Yes, I found it extremely boring. It takes quite a few episodes for them to actually do anything. I stopped watching after episode fifteen.


----------



## epona (Jun 14, 2014)

yeah, i hate the way mikasa has absolutely no substance at all


----------



## nekosync (Jun 14, 2014)

Mariah said:


> Yes, I found it extremely boring. It takes quite a few episodes for them to actually do anything. I stopped watching after episode fifteen.



I'm on episode 20 at the moment - I was actually pretty excited  because things looked as if they were picking up, but they're just dragging on. I think I'm going to drop this one.

- - - Post Merge - - -



epona said:


> yeah, i hate the way mikasa has absolutely no substance at all



I know, right? I really don't understand when people go on about her as if she's inspiring and all.


----------



## Capella (Jun 14, 2014)

Some episodes yes


----------



## Nkosazana (Jun 14, 2014)

Im too scared to watch it ._.
I watched corpse party and nearly had a heart attack e.e


----------



## Stevey Queen (Jun 14, 2014)

Never watched the anime but I seen the abridged version on YouTube and that was indeed not boring.

No idea how similar they are though


----------



## Mariah (Jun 14, 2014)

#### SET EXERCISE 1:
Retype the forum thread in full, keeping every line unchanged.
The forum thread and the records are unrelated material.

[Labeled-object pointing entries]

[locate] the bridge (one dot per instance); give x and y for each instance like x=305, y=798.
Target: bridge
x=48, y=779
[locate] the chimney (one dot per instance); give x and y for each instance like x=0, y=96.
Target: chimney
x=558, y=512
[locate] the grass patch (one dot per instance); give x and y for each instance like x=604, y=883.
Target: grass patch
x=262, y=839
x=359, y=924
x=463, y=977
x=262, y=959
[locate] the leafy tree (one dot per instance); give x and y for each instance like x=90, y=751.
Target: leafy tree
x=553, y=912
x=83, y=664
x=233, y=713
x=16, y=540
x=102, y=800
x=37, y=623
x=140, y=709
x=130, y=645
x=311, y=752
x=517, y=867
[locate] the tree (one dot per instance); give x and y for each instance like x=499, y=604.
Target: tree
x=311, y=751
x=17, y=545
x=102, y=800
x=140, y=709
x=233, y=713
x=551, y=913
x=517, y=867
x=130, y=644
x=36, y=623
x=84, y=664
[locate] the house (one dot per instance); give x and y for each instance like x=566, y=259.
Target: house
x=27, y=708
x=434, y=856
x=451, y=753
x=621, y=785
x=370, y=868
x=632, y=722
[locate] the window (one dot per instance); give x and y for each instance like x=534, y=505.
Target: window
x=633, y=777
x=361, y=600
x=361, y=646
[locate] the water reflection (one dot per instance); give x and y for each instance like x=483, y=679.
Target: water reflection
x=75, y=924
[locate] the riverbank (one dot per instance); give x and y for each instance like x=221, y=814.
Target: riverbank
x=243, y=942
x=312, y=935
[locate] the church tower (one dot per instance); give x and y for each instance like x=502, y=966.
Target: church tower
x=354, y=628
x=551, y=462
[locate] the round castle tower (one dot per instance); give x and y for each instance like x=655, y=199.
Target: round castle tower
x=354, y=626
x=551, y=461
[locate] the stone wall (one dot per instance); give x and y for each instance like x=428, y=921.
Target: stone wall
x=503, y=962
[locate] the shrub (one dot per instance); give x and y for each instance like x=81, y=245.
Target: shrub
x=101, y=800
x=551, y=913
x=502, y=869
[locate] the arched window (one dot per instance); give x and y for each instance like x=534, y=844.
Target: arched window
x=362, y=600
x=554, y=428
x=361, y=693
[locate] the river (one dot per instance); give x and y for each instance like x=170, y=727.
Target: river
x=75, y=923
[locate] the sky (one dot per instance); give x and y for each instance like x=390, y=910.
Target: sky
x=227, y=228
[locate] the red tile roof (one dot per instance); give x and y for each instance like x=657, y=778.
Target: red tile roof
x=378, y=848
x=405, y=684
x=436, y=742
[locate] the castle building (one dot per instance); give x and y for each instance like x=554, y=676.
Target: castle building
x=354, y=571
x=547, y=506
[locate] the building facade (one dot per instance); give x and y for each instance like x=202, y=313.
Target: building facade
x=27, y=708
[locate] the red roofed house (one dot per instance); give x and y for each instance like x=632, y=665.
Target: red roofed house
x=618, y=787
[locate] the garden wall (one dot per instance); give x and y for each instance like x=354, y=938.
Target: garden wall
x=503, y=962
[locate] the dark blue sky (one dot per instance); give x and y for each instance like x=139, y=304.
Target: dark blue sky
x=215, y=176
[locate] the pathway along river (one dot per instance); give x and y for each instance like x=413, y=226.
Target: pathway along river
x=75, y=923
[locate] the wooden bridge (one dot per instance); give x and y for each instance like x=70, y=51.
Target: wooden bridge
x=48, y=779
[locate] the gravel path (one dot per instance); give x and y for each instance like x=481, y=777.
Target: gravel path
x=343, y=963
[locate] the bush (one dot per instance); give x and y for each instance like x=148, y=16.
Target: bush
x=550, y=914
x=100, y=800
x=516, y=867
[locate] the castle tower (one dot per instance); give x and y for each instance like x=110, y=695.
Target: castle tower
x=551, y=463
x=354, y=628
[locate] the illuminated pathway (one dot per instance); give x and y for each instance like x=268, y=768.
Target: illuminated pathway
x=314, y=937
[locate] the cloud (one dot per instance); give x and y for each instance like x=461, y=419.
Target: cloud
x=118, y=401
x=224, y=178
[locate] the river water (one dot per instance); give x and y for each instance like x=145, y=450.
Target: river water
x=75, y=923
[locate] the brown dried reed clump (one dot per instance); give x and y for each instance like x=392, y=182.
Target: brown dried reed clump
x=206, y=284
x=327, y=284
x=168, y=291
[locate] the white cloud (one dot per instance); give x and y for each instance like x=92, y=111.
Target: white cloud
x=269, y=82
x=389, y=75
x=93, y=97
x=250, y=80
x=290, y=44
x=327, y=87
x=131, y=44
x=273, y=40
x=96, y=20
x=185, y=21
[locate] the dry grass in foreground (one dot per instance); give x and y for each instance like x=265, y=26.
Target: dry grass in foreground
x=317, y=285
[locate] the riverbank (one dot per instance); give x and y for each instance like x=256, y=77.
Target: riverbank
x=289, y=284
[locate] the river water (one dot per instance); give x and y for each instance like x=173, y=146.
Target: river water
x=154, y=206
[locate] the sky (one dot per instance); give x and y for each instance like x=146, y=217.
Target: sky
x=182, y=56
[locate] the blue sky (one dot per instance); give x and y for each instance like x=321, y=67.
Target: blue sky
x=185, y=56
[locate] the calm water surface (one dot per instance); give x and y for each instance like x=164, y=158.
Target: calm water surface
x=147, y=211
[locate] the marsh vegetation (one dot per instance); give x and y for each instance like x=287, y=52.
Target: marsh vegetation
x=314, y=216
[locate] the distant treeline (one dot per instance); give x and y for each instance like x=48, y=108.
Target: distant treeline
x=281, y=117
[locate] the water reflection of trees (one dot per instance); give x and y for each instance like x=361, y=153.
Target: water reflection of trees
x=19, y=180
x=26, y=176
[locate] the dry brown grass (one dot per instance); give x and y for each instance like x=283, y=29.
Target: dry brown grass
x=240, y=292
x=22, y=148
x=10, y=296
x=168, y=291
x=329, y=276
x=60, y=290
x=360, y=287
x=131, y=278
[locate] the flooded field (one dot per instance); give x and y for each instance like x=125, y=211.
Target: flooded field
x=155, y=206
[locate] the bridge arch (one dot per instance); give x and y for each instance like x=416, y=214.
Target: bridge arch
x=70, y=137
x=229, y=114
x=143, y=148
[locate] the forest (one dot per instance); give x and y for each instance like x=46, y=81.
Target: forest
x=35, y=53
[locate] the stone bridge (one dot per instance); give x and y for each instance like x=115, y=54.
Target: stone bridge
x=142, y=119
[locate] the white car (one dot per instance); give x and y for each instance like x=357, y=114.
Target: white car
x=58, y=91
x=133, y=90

#### SET EXERCISE 2:
Pull out each line of the records that contains the string "marsh".

#### EXERCISE SOLUTION 1:
Yes, I found it extremely boring. It takes quite a few episodes for them to actually do anything. I stopped watching after episode fifteen.


----------



## epona (Jun 14, 2014)

yeah, i hate the way mikasa has absolutely no substance at all


----------



## nekosync (Jun 14, 2014)

Mariah said:


> Yes, I found it extremely boring. It takes quite a few episodes for them to actually do anything. I stopped watching after episode fifteen.



I'm on episode 20 at the moment - I was actually pretty excited  because things looked as if they were picking up, but they're just dragging on. I think I'm going to drop this one.

- - - Post Merge - - -



epona said:


> yeah, i hate the way mikasa has absolutely no substance at all



I know, right? I really don't understand when people go on about her as if she's inspiring and all.


----------



## Capella (Jun 14, 2014)

Some episodes yes


----------



## Nkosazana (Jun 14, 2014)

Im too scared to watch it ._.
I watched corpse party and nearly had a heart attack e.e


----------



## Stevey Queen (Jun 14, 2014)

Never watched the anime but I seen the abridged version on YouTube and that was indeed not boring.

No idea how similar they are though


----------



## Mariah (Jun 14, 2014)

#### EXERCISE SOLUTION 2:
[locate] the marsh vegetation (one dot per instance); give x and y for each instance like x=287, y=52.
Target: marsh vegetation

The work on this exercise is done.